▶ Reading text:
------------------------------------------------

Sunday, November 23, 2008

This was probably inevitable, and a cry for help

There's good news and there's bad news in my opening repertoire.

The good news
Because I hated the queen's gambit declined (QGD), I tried an unsound gambit (a variation of the Englund) for a while. I really liked it, as it lead to kooky open games. But it also is a bit tense. Since I've been playing the Caro Kann as black against e4, I realized I might as well play the Slav as black against d4. They have similar pawn structures, both are quite solid (neither will ever be "broken" by white), and neither requires a ton of memorization (in particular I have found this true in the Slav, where playing natural moves leaves me with good games).

These similar pawn structures show me something about myself: I hate having the "problem" of where to develop my light-squared bishop. As in the French, so in the QGD, you typically lock in that poor guy early on and then fight to find a place for him. That turned me off to the damned French. The Caro is the solution to that problem. The same logic applies in the Slav as compared with the QGD.

The bad news
As white, I'm almost happy with my repertoire. I like the Smith-Morra (a lot) against the Sicilian. Against the French as white, I'm thinking of taking up the Tarrasch variation instead of the Alapin gambit. Again, trending toward more solid openings, with an emphasis on good pawn structure from the start.

My main remaining problem, then, is that my Danish gambit (1 e4 e5 2 d4!?) doesn't score all that well. On the positive side, the Danish is nice because it basically forces black to play my game, but I'm realizing that it weakens my pawn structure too much, leaving me in a scramble to find an attack before I reach a losing endgame.

The problem is, I hate all the damned variations that come with the standard white openings like the Ruy. I've considered the Scotch, but then I'd still have to deal with the Petroff, the Philidor, and that whole early deviation bullshit. Is there any escape?

I want something offbeat, but solid in response to e5. The less memorization required the better, i.e., I want to be able to play natural moves and end up in a decent position, and don't want to navigate a 20 ply tightrope on every variation just to get to += (that is, no King's Gambit). That's not to say I don't want a gambit: I am quite happy with the Smith-Morra. I just tend to like openings that are sort of "systems" where there is a general strategy you follow most games unless the opponent deviates in unusual lines.

I would really like something something for which there is a really good book out there, one that explains strategy from move one, and which covers the early deviations very thoroughly (so even if you have a book on the Open Variation of the Ruy from white's perspective that you really love, I don't want to hear about it).

What about the King's Indian Attack? Are there any good books on that which start 1 e4 e5? [Answer: no].

And yes, I know the openings don't really matter at my level, but this is fun!

Update: based on some comments from masterwannabe, I just had a look at my old Bishop's opening repertoire. It was actually quite strong, and is a fairly systemic opening (there is a set structure you aim for, only deviating when black acts strangely). Why did I stop playing it? I think I stopped playing it when I picked up the Smith-Morra gambit against the Sicilian, under the idea that I wanted similar pawn structures, began playing the Danish (which almost always transposes into the Goring Gambit in the version I played).

------------------------------------------------

▶ Data entries:
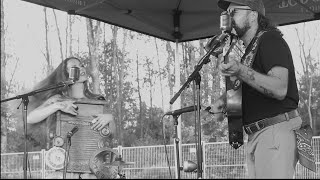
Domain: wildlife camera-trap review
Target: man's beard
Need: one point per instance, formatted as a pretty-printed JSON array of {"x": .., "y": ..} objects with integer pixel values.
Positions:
[{"x": 241, "y": 31}]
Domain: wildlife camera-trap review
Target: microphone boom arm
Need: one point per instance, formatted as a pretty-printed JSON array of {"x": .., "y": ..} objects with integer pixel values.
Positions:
[{"x": 204, "y": 60}]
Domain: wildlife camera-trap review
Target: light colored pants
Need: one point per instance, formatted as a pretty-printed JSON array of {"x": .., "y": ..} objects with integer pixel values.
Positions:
[{"x": 272, "y": 151}]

------------------------------------------------

▶ Exercise: Write out, word for word, the part of the chess openings post that opens with the words containing "These similar pawn" and closes with "from the start.". The records are separate material, apart from the chess openings post.

▶ Output for this exercise:
These similar pawn structures show me something about myself: I hate having the "problem" of where to develop my light-squared bishop. As in the French, so in the QGD, you typically lock in that poor guy early on and then fight to find a place for him. That turned me off to the damned French. The Caro is the solution to that problem. The same logic applies in the Slav as compared with the QGD.

The bad news
As white, I'm almost happy with my repertoire. I like the Smith-Morra (a lot) against the Sicilian. Against the French as white, I'm thinking of taking up the Tarrasch variation instead of the Alapin gambit. Again, trending toward more solid openings, with an emphasis on good pawn structure from the start.